• INFORMATION SHOWN:
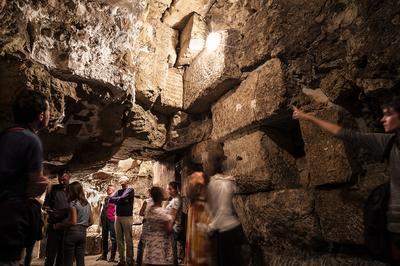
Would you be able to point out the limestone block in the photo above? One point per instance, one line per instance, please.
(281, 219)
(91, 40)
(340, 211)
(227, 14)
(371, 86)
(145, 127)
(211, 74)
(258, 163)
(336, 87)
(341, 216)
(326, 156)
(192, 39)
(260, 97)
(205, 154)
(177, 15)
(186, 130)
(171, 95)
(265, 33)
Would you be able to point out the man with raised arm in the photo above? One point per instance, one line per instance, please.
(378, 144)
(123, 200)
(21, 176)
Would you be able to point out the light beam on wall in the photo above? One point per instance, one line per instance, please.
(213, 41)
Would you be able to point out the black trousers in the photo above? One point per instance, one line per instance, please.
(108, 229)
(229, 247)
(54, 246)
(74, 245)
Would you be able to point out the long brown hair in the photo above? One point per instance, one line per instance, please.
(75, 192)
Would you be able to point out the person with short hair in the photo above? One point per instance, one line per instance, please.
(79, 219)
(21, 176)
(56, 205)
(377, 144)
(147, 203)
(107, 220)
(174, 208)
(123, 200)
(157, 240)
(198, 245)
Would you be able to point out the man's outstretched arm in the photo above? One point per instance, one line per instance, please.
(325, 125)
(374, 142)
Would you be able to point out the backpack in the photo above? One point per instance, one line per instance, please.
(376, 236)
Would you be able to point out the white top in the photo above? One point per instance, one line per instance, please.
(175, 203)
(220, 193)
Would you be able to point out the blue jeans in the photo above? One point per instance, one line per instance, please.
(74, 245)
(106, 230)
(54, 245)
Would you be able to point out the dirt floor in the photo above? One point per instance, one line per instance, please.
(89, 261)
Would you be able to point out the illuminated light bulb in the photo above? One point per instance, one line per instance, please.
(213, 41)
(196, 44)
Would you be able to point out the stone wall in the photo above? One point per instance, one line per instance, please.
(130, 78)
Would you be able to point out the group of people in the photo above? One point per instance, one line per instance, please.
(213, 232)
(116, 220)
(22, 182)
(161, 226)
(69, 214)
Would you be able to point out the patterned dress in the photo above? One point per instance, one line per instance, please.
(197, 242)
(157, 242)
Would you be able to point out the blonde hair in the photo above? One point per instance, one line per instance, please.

• THE PROBLEM: An exact copy of every line above is needed, without the images.

• SOLUTION TO THIS EXERCISE:
Would you be able to point out the limestone block in the photo above? One point per instance, one line per instance, please.
(281, 219)
(91, 40)
(340, 211)
(227, 14)
(371, 86)
(145, 127)
(211, 74)
(258, 163)
(336, 87)
(341, 216)
(326, 156)
(192, 39)
(260, 97)
(205, 154)
(177, 15)
(186, 130)
(171, 95)
(265, 33)
Would you be able to point out the man with raised arm in the photo above? One point per instance, one line per instance, please.
(378, 144)
(123, 200)
(21, 176)
Would you be able to point out the light beam on wall in the photo above? One point per instance, one line per instance, please.
(213, 41)
Would you be able to point out the black trousers in the photo above? One point per instance, one line per instance, please.
(108, 229)
(229, 247)
(54, 246)
(74, 245)
Would you be able to point out the long brown hair in the photo above? One point per instance, one line per instance, please.
(75, 192)
Would you be able to point out the person with short hair in the photo above? One point per instance, one line per instance, please.
(79, 219)
(21, 176)
(56, 205)
(377, 144)
(147, 203)
(107, 220)
(174, 208)
(123, 200)
(157, 240)
(198, 245)
Would you be able to point out the man's outstretched arm in the photo above? One point per instance, one line per instance, please.
(325, 125)
(374, 142)
Would you be able to point out the backpack in the photo above? One point per instance, one line per instance, please.
(376, 236)
Would you be able to point out the white top in the photo above? One point per instance, one line per instance, please.
(175, 203)
(220, 193)
Would you be able to point out the blue jeans in the photo above? One point per instance, one line per instance, please.
(74, 245)
(106, 230)
(54, 245)
Would you be able to point out the dirt floor in the photo above? One point per instance, one line per instance, please.
(89, 261)
Would you be able to point out the illuminated light bulb in the photo above? One point per instance, one line per instance, please.
(213, 41)
(196, 44)
Would you be able to point out the stone wall in the photo above? One point per instance, one line per instance, please.
(130, 78)
Would you be able to point out the group of people in the photo above? One point per instance, one line per instance, please.
(213, 232)
(116, 220)
(22, 182)
(161, 226)
(69, 214)
Would you be able to point out the patterned dress in the photo above? One point per instance, one line per instance, please.
(197, 242)
(157, 242)
Would you be able to point out the blonde hair in the photo above? One point per instance, one line per instance, please.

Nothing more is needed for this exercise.